* _Task item 1_: In the text about the Bethlehem wall prayer, swap "Separation Barrier" for "separation wall" and write out the passage from "As barriers grow…" up to and including "French or Arabic.".
* _Task item 2_: According to the text about the Bethlehem wall prayer, when does the group walk beside the barrier?
* _Task item 3_: Using the text about the Bethlehem wall prayer, explain in one to three sentences why the 8-metre-high concrete blocks were put up.

* _Source text_:
--

As barriers grow… the wall prayer in Bethlehem continues

November 26, 2023

‘Let’s continue to pray to end this war, and most importantly, to end the root cause of this suffering in the Holy Land that has been going on for 75 years.’

Vice-chancellor of Bethlehem University

At 5.30pm every Friday, a group of Christians walk up and down beside the Separation Barrier between Checkpoint 300 and the Greek Catholic Monastery in Bethlehem in the occupied West Bank. They recite the five mysteries of the rosary, the Catholic prayer recited on a string of beads. This is a group of about 12 or 15 people, sometimes visitors from abroad, but always the brothers from Bethlehem University and the sisters from the monastery. Decades of the rosary are led by different members of the group, in a number of different languages, usually English, French or Arabic.

The prayerfulness of the group contrasts starkly with the 8-metre high concrete blocks erected to separate the West Bank from Israel, Palestinians from Israelis. Military watchtowers are placed along the barrier and Israeli soldiers may or may not be watching from above. The group proceeds slowly through each decade, members of the group taking it in turn to lead a decade. Some of these people have been coming along for years to join in a quiet but persistent prayer for peace.

Watchtower along the Separation Barrier

The rosary ends at the wall containing the icon of the Virgin Mary and the group starts singing the ‘Salve Regina’, otherwise known as ‘Hail, Holy Queen’, a traditional Catholic hymn usually spoken at the end of the rosarySome of the words are particularly poignant: ‘Ad te suspiramus, gementes et flentes in hac lacrimarum valle’ – ‘To thee do we send up our sighs, mourning and weeping in this valley of tears’.

--

* _Exercise data_:
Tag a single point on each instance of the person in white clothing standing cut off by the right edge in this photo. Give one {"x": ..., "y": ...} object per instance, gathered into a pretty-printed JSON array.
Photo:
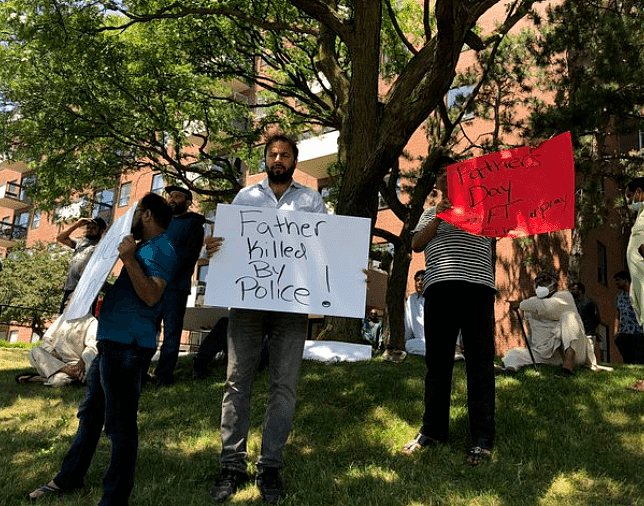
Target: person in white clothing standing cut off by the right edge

--

* _Answer box 1_:
As barriers grow… the wall prayer in Bethlehem continues

November 26, 2023

‘Let’s continue to pray to end this war, and most importantly, to end the root cause of this suffering in the Holy Land that has been going on for 75 years.’

Vice-chancellor of Bethlehem University

At 5.30pm every Friday, a group of Christians walk up and down beside the separation wall between Checkpoint 300 and the Greek Catholic Monastery in Bethlehem in the occupied West Bank. They recite the five mysteries of the rosary, the Catholic prayer recited on a string of beads. This is a group of about 12 or 15 people, sometimes visitors from abroad, but always the brothers from Bethlehem University and the sisters from the monastery. Decades of the rosary are led by different members of the group, in a number of different languages, usually English, French or Arabic.

* _Answer box 2_: At 5.30pm every Friday.

* _Answer box 3_: The concrete blocks were erected to separate the West Bank from Israel, and Palestinians from Israelis.